[AVAILABLE DATA]
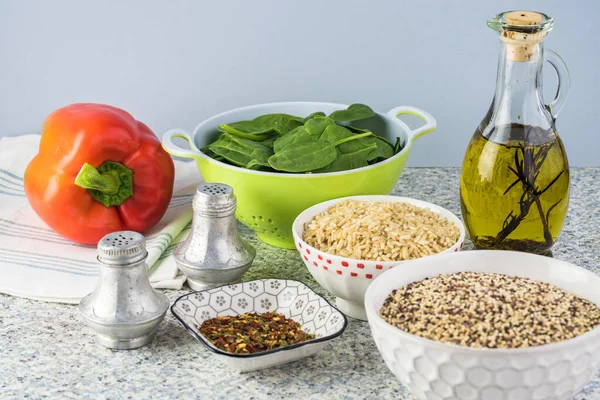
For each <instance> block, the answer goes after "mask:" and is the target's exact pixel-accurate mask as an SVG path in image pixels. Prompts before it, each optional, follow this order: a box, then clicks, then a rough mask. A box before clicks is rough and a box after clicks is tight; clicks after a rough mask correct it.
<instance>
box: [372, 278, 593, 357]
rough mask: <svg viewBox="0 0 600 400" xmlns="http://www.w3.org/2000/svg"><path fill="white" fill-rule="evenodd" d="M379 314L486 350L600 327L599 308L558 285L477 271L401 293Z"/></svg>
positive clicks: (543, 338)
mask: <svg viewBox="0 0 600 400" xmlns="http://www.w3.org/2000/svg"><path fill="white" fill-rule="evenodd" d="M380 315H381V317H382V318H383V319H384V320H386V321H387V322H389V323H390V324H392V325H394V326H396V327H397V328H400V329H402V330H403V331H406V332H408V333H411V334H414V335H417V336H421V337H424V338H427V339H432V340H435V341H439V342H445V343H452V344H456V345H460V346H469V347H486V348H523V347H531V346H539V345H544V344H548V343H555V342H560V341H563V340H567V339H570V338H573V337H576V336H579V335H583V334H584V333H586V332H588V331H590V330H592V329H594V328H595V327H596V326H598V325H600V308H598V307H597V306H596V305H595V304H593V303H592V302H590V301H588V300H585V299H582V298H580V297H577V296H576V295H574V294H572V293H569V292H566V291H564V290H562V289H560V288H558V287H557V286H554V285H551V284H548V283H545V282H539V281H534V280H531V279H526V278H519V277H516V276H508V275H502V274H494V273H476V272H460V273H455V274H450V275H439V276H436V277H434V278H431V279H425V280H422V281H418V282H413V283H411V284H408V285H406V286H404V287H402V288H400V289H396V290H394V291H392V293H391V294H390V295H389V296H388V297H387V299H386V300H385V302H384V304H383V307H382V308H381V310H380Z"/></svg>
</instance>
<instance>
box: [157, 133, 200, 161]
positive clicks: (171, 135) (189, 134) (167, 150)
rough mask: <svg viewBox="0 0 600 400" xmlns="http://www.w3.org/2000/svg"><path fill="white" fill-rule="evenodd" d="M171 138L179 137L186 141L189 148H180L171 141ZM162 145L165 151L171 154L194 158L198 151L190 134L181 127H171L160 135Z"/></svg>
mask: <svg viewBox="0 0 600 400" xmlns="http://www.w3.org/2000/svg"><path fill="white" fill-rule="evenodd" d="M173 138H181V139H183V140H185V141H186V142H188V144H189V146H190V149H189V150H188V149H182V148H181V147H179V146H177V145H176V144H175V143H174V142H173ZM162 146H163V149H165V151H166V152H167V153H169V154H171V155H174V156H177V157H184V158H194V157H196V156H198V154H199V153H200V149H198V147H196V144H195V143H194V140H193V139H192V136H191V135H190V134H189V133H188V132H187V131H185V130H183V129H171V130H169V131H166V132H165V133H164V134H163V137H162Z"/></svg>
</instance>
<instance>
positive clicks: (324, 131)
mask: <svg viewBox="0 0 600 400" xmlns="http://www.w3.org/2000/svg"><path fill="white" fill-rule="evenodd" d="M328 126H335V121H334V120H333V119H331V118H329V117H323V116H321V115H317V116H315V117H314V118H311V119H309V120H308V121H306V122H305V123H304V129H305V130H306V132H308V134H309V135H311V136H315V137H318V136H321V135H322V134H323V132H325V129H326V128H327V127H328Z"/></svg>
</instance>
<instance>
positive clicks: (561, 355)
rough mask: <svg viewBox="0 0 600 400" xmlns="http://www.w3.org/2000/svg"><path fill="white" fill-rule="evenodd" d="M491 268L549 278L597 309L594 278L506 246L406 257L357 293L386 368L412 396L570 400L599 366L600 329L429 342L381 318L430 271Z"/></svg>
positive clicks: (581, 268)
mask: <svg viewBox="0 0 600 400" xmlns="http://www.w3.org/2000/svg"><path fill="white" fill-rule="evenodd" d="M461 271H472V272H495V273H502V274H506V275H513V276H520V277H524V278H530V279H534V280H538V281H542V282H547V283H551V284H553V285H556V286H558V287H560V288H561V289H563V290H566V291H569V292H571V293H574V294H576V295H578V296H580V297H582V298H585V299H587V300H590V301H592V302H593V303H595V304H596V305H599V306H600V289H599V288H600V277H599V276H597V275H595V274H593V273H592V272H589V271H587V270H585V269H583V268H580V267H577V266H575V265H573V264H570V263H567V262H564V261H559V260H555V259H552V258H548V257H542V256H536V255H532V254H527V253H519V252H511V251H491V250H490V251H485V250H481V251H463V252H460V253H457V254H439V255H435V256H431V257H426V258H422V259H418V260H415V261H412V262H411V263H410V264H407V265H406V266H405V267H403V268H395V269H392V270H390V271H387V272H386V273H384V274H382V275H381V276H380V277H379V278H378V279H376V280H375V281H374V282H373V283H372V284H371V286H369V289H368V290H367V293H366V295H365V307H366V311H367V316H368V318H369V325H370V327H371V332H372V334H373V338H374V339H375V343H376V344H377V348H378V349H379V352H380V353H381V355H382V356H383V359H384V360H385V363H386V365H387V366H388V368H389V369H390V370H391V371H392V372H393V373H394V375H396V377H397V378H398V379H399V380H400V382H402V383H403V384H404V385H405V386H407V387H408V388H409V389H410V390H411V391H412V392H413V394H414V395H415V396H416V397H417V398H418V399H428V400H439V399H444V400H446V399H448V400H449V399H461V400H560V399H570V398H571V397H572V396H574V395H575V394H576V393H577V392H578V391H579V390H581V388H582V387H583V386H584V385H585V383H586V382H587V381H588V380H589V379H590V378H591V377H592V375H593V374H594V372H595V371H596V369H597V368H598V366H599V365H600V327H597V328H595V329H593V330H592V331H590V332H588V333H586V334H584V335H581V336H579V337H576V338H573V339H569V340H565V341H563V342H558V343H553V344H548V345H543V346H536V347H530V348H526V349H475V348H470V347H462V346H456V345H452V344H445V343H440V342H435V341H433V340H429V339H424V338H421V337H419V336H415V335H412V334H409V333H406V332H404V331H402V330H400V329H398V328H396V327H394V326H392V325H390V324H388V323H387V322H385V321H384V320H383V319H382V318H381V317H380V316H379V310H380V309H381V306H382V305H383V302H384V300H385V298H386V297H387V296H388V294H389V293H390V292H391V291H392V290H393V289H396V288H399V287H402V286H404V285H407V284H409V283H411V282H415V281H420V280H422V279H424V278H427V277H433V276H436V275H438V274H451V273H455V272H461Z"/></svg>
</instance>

[WHAT THE EXERCISE ASKS] Please write out the records word for word, from the start through the line containing "box: [372, 278, 593, 357]", including both ends and leaving out the pictures.

[EXPECTED OUTPUT]
For each <instance> block, the answer goes after "mask:" and is the target's exact pixel-accurate mask as an SVG path in image pixels. Prompts before it, each optional, follow this order: a box, then clicks, then a rough mask. A box before clicks is rough and a box after clicks is tight; clicks after a rough mask correct it.
<instance>
box: [372, 278, 593, 357]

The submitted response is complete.